[SHORT EXERCISE]: Locate the line containing "on the weathered" in the material below; repeat it and every line after it, exactly as written.

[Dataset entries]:
[START]

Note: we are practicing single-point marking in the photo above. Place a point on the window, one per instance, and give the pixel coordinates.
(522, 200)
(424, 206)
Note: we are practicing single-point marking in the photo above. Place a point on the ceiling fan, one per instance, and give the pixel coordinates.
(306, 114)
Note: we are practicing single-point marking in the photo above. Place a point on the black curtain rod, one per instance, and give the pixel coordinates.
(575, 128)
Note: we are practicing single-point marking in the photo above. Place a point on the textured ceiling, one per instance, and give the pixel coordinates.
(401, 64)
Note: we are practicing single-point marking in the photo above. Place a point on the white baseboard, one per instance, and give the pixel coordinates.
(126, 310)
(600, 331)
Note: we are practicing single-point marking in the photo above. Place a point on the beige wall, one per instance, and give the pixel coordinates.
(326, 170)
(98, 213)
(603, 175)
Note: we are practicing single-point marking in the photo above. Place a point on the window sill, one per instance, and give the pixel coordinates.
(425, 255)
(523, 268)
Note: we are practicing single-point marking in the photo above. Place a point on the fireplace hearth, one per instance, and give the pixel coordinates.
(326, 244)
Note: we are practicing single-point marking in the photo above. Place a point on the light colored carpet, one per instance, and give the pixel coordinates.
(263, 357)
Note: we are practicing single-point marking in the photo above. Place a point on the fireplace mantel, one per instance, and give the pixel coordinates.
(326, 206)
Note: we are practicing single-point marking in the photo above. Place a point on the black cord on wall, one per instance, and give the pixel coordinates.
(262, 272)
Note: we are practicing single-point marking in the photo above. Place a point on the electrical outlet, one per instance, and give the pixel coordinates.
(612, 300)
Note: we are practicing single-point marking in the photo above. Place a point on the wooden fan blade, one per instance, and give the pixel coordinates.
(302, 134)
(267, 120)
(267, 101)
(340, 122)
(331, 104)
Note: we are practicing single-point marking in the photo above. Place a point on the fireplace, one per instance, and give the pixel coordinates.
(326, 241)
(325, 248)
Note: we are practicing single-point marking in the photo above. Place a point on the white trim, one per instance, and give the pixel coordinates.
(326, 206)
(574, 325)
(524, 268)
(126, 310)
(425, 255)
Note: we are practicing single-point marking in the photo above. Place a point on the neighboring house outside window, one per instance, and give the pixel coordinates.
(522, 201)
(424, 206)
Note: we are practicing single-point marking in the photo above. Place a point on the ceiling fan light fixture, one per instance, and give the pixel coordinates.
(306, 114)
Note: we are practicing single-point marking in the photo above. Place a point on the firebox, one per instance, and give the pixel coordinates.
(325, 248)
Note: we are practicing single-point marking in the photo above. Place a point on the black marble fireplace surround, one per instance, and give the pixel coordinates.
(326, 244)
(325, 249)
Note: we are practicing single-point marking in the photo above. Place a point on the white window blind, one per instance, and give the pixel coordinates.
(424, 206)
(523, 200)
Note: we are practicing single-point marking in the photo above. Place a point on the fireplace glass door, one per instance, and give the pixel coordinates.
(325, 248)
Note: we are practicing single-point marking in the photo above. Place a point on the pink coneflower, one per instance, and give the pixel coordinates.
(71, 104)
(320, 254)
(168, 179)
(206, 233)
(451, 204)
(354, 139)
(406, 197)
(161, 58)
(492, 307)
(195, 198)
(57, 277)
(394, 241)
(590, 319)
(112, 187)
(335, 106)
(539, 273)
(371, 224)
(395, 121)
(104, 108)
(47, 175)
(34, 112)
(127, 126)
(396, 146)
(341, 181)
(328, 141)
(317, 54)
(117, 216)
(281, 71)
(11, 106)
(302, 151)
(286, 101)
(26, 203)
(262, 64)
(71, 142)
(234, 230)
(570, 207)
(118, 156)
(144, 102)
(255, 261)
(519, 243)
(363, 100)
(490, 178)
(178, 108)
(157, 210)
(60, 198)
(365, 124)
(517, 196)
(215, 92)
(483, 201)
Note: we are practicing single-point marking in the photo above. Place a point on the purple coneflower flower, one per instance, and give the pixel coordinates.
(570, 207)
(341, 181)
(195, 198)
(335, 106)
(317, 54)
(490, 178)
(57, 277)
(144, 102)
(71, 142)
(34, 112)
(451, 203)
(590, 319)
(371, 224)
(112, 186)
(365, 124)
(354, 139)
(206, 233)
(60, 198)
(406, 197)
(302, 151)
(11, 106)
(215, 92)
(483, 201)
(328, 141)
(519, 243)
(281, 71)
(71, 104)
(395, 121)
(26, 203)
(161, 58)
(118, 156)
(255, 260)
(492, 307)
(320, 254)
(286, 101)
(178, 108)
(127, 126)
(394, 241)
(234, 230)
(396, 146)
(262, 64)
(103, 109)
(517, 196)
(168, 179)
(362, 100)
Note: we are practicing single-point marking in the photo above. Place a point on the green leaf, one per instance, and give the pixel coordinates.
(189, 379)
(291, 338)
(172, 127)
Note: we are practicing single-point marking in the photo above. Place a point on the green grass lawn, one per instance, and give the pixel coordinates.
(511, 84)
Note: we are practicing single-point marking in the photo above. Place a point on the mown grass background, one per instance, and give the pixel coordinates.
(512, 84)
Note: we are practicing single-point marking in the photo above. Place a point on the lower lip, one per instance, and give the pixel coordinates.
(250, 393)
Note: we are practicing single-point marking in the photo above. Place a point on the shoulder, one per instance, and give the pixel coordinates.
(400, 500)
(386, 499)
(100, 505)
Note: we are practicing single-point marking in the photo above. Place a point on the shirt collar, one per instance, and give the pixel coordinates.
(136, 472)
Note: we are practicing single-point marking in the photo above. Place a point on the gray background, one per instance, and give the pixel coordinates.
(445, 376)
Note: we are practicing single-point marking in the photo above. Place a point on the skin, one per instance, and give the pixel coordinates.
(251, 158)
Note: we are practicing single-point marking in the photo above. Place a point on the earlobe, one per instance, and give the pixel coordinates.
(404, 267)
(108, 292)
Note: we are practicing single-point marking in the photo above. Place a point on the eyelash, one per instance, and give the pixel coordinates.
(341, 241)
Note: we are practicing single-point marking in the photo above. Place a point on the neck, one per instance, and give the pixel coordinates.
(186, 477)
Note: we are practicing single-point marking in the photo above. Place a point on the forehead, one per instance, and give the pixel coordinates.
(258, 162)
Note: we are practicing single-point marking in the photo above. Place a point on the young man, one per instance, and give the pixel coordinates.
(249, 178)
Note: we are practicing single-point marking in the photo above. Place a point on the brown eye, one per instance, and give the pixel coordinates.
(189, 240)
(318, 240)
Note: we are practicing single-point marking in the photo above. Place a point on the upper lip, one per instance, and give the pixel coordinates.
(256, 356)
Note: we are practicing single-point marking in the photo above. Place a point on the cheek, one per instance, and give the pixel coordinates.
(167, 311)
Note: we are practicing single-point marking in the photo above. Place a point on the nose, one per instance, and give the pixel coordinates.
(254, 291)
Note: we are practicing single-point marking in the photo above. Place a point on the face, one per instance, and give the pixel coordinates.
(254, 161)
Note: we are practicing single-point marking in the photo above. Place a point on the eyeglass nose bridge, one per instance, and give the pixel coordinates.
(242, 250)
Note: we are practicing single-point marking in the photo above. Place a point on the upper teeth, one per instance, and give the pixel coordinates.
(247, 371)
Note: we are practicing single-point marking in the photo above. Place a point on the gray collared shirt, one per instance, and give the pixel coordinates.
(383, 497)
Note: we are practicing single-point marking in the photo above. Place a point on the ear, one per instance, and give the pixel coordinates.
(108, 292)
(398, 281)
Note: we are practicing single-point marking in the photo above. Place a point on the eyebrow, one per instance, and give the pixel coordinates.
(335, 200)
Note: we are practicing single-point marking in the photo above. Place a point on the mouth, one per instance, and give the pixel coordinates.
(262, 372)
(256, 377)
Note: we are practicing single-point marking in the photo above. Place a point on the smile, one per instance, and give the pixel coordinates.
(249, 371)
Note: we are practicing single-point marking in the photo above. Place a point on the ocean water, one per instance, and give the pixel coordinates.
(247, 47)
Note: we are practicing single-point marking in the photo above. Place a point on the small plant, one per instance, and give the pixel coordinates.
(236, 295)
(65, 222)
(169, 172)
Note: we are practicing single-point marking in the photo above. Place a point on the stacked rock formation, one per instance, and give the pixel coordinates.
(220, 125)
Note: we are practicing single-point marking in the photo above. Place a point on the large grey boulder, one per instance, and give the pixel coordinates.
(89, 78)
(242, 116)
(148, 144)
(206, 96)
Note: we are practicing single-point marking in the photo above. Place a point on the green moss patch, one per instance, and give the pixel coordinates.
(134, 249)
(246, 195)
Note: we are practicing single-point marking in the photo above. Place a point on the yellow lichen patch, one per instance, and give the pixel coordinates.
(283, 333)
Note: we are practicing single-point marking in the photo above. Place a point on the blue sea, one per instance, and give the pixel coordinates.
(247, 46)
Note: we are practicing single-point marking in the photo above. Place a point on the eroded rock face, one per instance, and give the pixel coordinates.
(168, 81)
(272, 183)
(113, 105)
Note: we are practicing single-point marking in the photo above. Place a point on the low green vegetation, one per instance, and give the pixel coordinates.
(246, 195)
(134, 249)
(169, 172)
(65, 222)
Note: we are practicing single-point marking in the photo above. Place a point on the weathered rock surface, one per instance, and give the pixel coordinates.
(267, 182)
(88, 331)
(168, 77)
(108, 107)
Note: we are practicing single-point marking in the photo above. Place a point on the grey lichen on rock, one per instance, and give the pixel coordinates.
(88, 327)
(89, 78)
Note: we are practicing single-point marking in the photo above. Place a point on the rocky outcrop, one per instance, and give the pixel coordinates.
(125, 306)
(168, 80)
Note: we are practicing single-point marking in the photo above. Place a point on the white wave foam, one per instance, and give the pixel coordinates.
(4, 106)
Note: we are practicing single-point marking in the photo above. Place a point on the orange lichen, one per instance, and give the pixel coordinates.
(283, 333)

[END]

[FINAL RESULT]:
Note: we are practicing single-point marking in the photo above. Place a point on the weathered rock surface, one per instance, and give the pixel coordinates.
(267, 182)
(88, 331)
(168, 77)
(108, 107)
Note: we are practicing single-point marking in the photo above. Place a point on the grey lichen on rock, one per instance, and give the pixel coordinates.
(88, 327)
(89, 78)
Note: we are practicing single-point marking in the photo above. Place a point on the rocky outcrop, one per instance, and give the pixel coordinates.
(125, 306)
(168, 80)
Note: we are practicing single-point marking in the photo above. Place a point on the white wave foam, one per instance, and give the pixel coordinates.
(4, 106)
Note: we are practicing single-point marking in the photo above. Place a point on the orange lichen, one per instance, and give the pixel coordinates.
(283, 333)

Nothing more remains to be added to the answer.